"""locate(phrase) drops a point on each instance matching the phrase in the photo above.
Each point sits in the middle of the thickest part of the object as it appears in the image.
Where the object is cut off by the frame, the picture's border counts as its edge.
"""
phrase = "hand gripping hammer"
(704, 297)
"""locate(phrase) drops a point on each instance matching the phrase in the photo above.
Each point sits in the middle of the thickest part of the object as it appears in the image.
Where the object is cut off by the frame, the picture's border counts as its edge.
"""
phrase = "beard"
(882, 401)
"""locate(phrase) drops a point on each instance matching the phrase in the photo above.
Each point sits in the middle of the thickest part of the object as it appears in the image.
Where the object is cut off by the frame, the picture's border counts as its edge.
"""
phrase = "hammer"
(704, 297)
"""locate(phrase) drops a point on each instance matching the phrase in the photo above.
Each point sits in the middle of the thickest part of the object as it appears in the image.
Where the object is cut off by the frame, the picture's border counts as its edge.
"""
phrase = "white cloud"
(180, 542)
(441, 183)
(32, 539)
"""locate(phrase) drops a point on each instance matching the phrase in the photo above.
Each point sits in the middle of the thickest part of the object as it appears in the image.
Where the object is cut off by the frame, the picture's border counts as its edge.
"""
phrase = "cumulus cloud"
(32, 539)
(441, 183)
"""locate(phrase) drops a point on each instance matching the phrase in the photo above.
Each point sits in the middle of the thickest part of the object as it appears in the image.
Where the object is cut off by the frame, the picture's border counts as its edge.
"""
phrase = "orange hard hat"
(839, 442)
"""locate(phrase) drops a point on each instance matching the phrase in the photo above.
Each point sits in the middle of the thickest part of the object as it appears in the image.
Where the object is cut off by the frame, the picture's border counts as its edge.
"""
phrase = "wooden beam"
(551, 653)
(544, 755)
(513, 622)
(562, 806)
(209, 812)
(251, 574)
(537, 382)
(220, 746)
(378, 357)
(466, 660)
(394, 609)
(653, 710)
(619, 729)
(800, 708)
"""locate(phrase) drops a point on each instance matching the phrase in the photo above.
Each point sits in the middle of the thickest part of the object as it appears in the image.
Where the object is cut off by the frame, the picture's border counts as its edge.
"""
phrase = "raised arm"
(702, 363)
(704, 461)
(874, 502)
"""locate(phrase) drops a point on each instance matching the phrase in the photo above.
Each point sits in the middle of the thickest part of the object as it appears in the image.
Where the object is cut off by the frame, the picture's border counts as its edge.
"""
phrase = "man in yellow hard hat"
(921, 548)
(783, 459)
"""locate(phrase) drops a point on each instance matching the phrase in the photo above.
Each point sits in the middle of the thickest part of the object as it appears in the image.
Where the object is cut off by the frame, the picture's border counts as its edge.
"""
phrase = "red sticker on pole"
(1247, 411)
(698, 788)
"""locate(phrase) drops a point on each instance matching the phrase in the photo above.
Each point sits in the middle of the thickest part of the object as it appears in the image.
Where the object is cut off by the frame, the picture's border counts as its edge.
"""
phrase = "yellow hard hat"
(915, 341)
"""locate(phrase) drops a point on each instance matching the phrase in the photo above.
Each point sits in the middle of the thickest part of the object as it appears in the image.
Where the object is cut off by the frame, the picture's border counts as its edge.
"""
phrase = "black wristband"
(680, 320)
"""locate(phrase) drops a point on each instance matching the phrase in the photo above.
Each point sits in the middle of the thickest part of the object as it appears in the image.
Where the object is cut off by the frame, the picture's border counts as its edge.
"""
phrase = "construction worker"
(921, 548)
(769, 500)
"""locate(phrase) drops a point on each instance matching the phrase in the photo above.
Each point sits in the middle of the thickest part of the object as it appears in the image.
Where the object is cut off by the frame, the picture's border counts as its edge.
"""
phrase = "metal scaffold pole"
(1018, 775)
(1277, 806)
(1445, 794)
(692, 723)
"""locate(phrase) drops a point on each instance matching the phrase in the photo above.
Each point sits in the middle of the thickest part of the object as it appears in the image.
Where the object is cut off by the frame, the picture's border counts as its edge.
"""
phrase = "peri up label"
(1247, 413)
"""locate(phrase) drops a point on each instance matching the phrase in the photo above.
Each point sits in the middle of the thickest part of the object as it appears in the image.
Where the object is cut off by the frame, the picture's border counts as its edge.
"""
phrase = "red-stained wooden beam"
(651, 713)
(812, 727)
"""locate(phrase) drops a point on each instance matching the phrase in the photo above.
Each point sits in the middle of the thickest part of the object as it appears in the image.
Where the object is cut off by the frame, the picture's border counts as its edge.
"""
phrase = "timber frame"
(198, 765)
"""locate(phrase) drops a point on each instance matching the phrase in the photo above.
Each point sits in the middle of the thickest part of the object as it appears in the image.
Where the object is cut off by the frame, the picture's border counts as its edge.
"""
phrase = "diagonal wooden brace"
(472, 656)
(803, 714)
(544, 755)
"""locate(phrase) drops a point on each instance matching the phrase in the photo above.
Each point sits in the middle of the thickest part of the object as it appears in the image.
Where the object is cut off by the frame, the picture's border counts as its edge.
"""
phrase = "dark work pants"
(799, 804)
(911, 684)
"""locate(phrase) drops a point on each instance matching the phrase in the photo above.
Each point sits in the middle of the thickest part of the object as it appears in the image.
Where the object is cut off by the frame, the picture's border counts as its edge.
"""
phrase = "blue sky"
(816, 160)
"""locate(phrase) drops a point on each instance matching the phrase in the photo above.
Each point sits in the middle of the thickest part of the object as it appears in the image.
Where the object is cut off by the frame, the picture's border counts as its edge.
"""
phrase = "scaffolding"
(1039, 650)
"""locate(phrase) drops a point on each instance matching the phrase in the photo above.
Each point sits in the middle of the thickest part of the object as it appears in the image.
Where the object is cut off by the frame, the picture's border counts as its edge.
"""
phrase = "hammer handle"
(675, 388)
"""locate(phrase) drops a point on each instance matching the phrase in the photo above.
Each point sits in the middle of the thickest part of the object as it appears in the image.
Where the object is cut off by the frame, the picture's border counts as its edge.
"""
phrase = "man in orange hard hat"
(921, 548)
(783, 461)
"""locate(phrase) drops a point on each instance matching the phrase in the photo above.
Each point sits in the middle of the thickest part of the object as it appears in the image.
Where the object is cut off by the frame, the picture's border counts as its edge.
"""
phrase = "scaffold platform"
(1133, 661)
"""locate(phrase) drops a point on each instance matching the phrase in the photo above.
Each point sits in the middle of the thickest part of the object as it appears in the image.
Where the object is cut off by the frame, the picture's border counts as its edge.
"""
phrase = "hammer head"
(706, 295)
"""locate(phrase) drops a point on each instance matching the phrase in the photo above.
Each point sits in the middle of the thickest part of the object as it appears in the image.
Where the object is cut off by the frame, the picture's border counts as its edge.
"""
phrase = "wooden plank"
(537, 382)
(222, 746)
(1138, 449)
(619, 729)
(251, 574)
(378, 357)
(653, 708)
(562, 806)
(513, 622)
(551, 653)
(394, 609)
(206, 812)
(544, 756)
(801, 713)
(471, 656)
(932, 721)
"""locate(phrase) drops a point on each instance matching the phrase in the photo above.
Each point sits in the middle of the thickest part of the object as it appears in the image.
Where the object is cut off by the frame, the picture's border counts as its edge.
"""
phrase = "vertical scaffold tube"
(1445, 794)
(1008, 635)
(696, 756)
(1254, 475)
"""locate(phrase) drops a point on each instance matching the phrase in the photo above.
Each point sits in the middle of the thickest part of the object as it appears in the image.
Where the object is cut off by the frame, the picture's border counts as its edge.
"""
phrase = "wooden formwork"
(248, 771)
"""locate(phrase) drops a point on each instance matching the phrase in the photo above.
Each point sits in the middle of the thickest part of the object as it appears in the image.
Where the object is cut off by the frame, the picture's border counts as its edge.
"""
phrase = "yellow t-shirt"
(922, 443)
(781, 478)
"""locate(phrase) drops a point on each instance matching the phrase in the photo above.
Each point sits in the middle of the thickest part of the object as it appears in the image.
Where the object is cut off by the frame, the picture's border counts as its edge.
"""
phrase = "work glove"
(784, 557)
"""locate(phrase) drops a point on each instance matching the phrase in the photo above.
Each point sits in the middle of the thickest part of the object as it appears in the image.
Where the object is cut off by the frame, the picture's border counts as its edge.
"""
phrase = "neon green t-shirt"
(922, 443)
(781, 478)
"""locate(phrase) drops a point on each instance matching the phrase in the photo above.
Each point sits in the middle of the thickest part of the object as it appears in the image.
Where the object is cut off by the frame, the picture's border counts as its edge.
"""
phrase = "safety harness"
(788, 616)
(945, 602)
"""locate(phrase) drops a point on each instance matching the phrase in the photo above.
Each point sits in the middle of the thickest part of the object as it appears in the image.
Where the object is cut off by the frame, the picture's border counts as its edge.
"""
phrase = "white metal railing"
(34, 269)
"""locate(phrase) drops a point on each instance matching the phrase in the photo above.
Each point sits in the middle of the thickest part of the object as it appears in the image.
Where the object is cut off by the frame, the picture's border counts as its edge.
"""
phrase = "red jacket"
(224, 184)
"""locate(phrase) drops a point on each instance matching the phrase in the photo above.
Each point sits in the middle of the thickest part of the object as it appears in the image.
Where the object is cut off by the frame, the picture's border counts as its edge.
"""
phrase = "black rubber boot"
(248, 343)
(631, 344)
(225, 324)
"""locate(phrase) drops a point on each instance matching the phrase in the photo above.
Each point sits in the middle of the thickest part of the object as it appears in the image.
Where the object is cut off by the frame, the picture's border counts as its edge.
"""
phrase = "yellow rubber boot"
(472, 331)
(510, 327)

━━━

- [PROMPT] Gather every line from the entries above that contains the word "beam" and copy each one unchanged.

- [SOLUTION TO THE EXERCISE]
phrase = "wooden beam"
phrase = "red-stained wooden beam"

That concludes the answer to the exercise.